- [WHAT YOU ARE ASKED TO DO]
Rewrite the material below with every "negative clicks" replaced by "exclusion points" and everything else left unchanged. Leave the pictures out of your answer.

** RECORD EXTRACTS follows **

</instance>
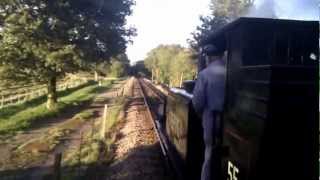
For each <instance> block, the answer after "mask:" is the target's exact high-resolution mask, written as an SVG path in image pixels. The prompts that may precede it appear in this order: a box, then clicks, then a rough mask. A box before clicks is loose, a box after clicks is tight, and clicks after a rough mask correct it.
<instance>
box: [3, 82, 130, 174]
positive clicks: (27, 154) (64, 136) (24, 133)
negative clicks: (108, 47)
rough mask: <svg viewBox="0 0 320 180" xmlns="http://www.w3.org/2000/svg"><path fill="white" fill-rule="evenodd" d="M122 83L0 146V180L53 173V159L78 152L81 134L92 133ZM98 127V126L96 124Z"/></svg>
mask: <svg viewBox="0 0 320 180" xmlns="http://www.w3.org/2000/svg"><path fill="white" fill-rule="evenodd" d="M123 83H124V81H123V82H119V83H116V84H114V85H112V87H111V89H110V90H108V91H104V92H102V93H101V94H99V95H97V96H96V97H95V99H94V100H93V102H92V103H91V104H90V105H87V106H85V107H83V108H80V109H77V108H75V109H72V110H70V111H68V113H67V114H63V115H62V116H61V117H58V118H54V119H51V120H48V121H45V122H46V123H47V124H46V125H42V126H41V127H37V128H34V129H31V130H27V131H25V132H22V133H20V134H17V135H15V136H13V137H12V138H10V139H8V140H6V141H5V142H3V141H1V143H0V153H1V156H0V177H1V178H0V179H2V178H8V177H9V179H10V177H12V175H14V176H15V177H14V178H17V179H42V177H43V176H44V175H45V174H48V173H50V172H52V169H53V168H52V166H53V163H54V155H55V154H56V153H59V152H64V151H66V150H67V149H72V148H77V147H79V144H80V134H81V133H84V132H87V131H91V130H92V122H97V121H100V120H101V117H102V113H103V112H102V111H103V106H104V104H107V103H108V102H109V101H111V100H112V98H113V97H114V96H115V95H116V89H117V88H119V87H120V86H122V85H123ZM97 123H99V122H97Z"/></svg>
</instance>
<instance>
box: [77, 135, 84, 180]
mask: <svg viewBox="0 0 320 180" xmlns="http://www.w3.org/2000/svg"><path fill="white" fill-rule="evenodd" d="M82 136H83V135H82V132H80V145H79V156H78V162H79V169H78V176H79V177H80V176H81V150H82V138H83V137H82Z"/></svg>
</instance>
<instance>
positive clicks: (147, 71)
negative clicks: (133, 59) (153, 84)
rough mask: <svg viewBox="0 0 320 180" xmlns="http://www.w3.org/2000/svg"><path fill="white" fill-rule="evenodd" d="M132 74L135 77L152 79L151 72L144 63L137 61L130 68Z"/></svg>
mask: <svg viewBox="0 0 320 180" xmlns="http://www.w3.org/2000/svg"><path fill="white" fill-rule="evenodd" d="M130 74H131V75H134V76H144V77H149V78H151V72H150V71H149V70H148V69H147V68H146V66H145V64H144V61H137V62H136V63H135V64H134V65H132V66H131V67H130Z"/></svg>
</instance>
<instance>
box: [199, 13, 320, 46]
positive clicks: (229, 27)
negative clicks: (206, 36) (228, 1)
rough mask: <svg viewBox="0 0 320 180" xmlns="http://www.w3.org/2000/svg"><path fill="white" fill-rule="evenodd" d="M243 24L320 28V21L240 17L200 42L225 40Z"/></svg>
mask: <svg viewBox="0 0 320 180" xmlns="http://www.w3.org/2000/svg"><path fill="white" fill-rule="evenodd" d="M243 23H274V24H279V23H280V24H283V25H285V24H288V23H289V24H302V25H304V26H305V25H309V26H315V25H316V26H318V27H319V21H309V20H292V19H270V18H253V17H240V18H238V19H236V20H234V21H233V22H230V23H228V24H227V25H225V26H223V27H222V28H220V29H218V30H217V31H215V32H213V33H211V34H209V36H208V37H207V38H205V39H203V40H202V41H201V42H200V45H201V46H204V45H207V44H210V42H212V41H214V40H216V39H221V38H224V34H225V33H226V32H228V31H230V30H231V29H234V28H235V27H237V26H239V25H240V24H243Z"/></svg>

** End of RECORD EXTRACTS **

- [ANSWER BOX]
</instance>
For each <instance> block, the answer after "mask:" is the target's exact high-resolution mask, written as an SVG path in image pixels. The prompts that may precede it appear in this order: a box, then clicks, then a rough mask. A box before clicks is loose, a box after clicks is tight, and clicks after a rough mask correct it.
<instance>
box: [3, 82, 130, 174]
positive clicks: (27, 154) (64, 136) (24, 133)
exclusion points: (108, 47)
rough mask: <svg viewBox="0 0 320 180" xmlns="http://www.w3.org/2000/svg"><path fill="white" fill-rule="evenodd" d="M122 83L0 146V180L53 173V159L78 152L81 134L92 133ZM98 127V126L96 124Z"/></svg>
mask: <svg viewBox="0 0 320 180" xmlns="http://www.w3.org/2000/svg"><path fill="white" fill-rule="evenodd" d="M123 83H124V81H123V82H119V83H116V84H114V85H112V87H111V89H110V90H108V91H104V92H102V93H101V94H99V95H97V96H96V97H95V99H94V100H93V102H92V103H91V104H90V105H87V106H85V107H83V108H80V109H77V108H75V109H72V110H70V111H68V113H67V114H63V115H62V116H61V117H58V118H54V119H51V120H48V121H45V122H46V123H47V124H46V125H42V126H41V127H37V128H34V129H31V130H27V131H25V132H22V133H20V134H17V135H15V136H13V137H12V138H10V139H8V140H6V141H5V142H3V141H1V143H0V153H1V156H0V177H1V178H0V179H2V178H8V177H9V179H10V177H12V175H14V176H15V177H14V178H17V179H42V177H43V176H44V175H45V174H48V173H50V172H52V169H53V168H52V166H53V163H54V155H55V154H56V153H59V152H64V151H66V150H67V149H72V148H77V147H79V144H80V134H81V133H84V132H87V131H91V130H92V122H97V121H100V120H101V117H102V113H103V112H102V111H103V106H104V104H107V103H108V102H109V101H111V100H112V98H113V97H114V96H115V95H116V89H117V88H119V87H120V86H122V85H123ZM97 123H99V122H97Z"/></svg>
</instance>
<instance>
box: [77, 135, 84, 180]
mask: <svg viewBox="0 0 320 180" xmlns="http://www.w3.org/2000/svg"><path fill="white" fill-rule="evenodd" d="M82 136H83V135H82V132H80V145H79V156H78V162H79V169H78V176H79V177H80V176H81V150H82V138H83V137H82Z"/></svg>
</instance>
<instance>
positive clicks: (147, 71)
exclusion points: (133, 59) (153, 84)
rough mask: <svg viewBox="0 0 320 180" xmlns="http://www.w3.org/2000/svg"><path fill="white" fill-rule="evenodd" d="M132 74L135 77L152 79L151 72L144 63L137 61L130 68Z"/></svg>
mask: <svg viewBox="0 0 320 180" xmlns="http://www.w3.org/2000/svg"><path fill="white" fill-rule="evenodd" d="M130 74H131V75H134V76H144V77H149V78H151V72H150V71H149V70H148V69H147V68H146V66H145V64H144V61H137V62H136V63H135V64H134V65H132V66H131V67H130Z"/></svg>
</instance>
<instance>
box: [199, 13, 320, 46]
positive clicks: (229, 27)
exclusion points: (206, 36) (228, 1)
rough mask: <svg viewBox="0 0 320 180" xmlns="http://www.w3.org/2000/svg"><path fill="white" fill-rule="evenodd" d="M243 24L320 28V21L240 17L200 42L225 40Z"/></svg>
mask: <svg viewBox="0 0 320 180" xmlns="http://www.w3.org/2000/svg"><path fill="white" fill-rule="evenodd" d="M243 23H274V24H279V23H280V24H283V25H285V24H288V23H289V24H302V25H304V26H305V25H309V26H315V25H316V26H318V27H319V21H309V20H292V19H270V18H253V17H240V18H238V19H236V20H234V21H233V22H230V23H228V24H227V25H225V26H223V27H222V28H220V29H218V30H217V31H215V32H213V33H211V34H209V36H208V37H207V38H205V39H203V40H202V41H201V42H200V45H201V46H204V45H207V44H210V42H212V41H214V40H216V39H221V38H224V34H225V33H226V32H228V31H230V30H231V29H234V28H235V27H237V26H239V25H240V24H243Z"/></svg>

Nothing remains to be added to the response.